Why it matters: The approach could prove more efficient than lab-based testing, because it doesn't rely on people becoming infected or getting vaccinated to develop antibodies.
- This could lead to better and quicker vaccines, including in the next pandemic.
How it works: Researchers developed a generative AI model that's trained on historical viral sequences to predict ways in which the organism could mutate.
- They then added structural details about the virus, like regions most easily targeted by the immune system.
- To test its predictive power, the researchers drew on the trove of data about COVID-19 from the pandemic, and how the stealthy virus kept evolving.
What they found: When presented with ancestral strains of coronavirus from before the pandemic, the tool, called EVEscape, predicted the most frequent mutations and dangerous variants of SARS-CoV-2, the researchers wrote Wednesday in Nature.
- Forecasting mutations could help public health officials develop more effective countermeasures, potentially minimizing the human and economic toll of a pandemic.
- EVEscape is already being used to make predictions about other viruses, including HIV and influenza.

(Saved entries)

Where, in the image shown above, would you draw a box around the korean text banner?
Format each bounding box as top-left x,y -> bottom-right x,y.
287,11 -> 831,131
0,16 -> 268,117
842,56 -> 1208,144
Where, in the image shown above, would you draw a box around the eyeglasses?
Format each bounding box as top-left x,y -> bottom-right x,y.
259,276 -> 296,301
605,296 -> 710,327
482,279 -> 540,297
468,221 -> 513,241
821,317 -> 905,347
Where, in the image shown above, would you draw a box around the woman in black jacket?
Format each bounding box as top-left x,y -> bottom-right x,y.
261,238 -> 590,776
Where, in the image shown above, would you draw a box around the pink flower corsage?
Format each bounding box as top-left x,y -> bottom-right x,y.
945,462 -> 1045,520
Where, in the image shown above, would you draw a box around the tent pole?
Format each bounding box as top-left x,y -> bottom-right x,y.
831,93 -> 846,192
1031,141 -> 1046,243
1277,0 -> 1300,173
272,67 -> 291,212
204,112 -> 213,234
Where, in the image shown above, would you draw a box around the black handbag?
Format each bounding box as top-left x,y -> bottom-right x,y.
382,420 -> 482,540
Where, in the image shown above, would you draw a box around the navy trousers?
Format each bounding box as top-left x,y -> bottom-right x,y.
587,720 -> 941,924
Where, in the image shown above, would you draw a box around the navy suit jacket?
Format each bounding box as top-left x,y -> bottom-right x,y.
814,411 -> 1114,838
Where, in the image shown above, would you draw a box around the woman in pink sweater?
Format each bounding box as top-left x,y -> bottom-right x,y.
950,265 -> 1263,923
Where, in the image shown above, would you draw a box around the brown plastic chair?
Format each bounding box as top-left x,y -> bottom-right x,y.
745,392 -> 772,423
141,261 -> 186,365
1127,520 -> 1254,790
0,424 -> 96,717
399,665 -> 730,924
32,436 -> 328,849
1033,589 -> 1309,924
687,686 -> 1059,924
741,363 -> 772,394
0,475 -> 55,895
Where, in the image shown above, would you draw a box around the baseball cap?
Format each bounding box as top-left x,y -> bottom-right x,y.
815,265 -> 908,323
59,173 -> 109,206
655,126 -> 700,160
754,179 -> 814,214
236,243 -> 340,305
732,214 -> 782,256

* * *

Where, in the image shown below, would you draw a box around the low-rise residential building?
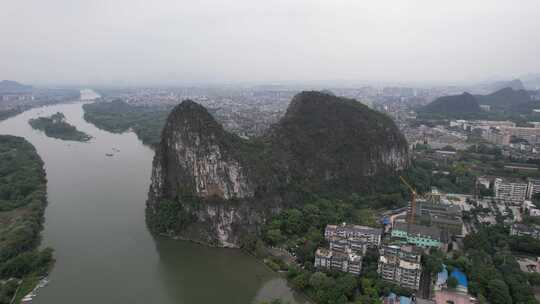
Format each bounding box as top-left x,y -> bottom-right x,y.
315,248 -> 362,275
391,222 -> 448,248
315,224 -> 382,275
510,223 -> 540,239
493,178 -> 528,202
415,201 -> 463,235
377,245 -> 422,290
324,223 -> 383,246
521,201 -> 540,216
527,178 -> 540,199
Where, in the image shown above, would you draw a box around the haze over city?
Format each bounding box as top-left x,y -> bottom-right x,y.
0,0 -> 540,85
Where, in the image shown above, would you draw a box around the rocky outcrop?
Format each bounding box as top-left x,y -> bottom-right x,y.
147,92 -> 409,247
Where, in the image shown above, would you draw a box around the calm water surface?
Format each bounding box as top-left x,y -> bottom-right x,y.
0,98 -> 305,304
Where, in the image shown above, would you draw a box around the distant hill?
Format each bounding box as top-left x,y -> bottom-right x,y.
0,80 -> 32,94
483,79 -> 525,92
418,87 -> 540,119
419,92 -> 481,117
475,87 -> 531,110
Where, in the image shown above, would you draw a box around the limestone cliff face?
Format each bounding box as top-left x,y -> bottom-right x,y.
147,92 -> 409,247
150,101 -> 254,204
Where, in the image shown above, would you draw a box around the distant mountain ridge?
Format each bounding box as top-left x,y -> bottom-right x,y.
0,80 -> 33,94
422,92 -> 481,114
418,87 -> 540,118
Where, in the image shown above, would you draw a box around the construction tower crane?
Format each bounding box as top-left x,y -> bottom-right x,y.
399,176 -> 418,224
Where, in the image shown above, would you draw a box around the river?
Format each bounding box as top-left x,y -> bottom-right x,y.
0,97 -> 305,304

* _Problem 1_
Answer these questions from the passage on the EVEscape tool:
(a) What kind of data was the generative AI model trained on?
(b) In which publication did the researchers report their findings?
(c) Which other viruses is EVEscape already being applied to?
* _Problem 2_
Carry on the passage about the EVEscape tool from its last sentence.
These records have no connection to the text.

* _Exercise output 1_
(a) Historical viral sequences.
(b) Nature.
(c) HIV and influenza.

* _Exercise output 2_
What they're saying: "You can use these generative models to learn amazing things from evolutionary information — the data have hidden secrets that you can reveal," senior author Debora Marks, an associate professor of systems biology at Harvard Medical School, said in a statement.
- "We underestimate the ability of things to mutate when they're under pressure and have a large population in which to do so," Marks said. "Viruses are flexible — it's almost like they've evolved to evolve."
What we're watching: EVEscape is being used in real time to make predictions about how COVID will evolve next.
- The team ranks new variants on their website and is sharing the information with entities including the World Health Organization.
- They're also testing EVEscape on understudied viruses such as Lassa and Nipah, which have pandemic potential.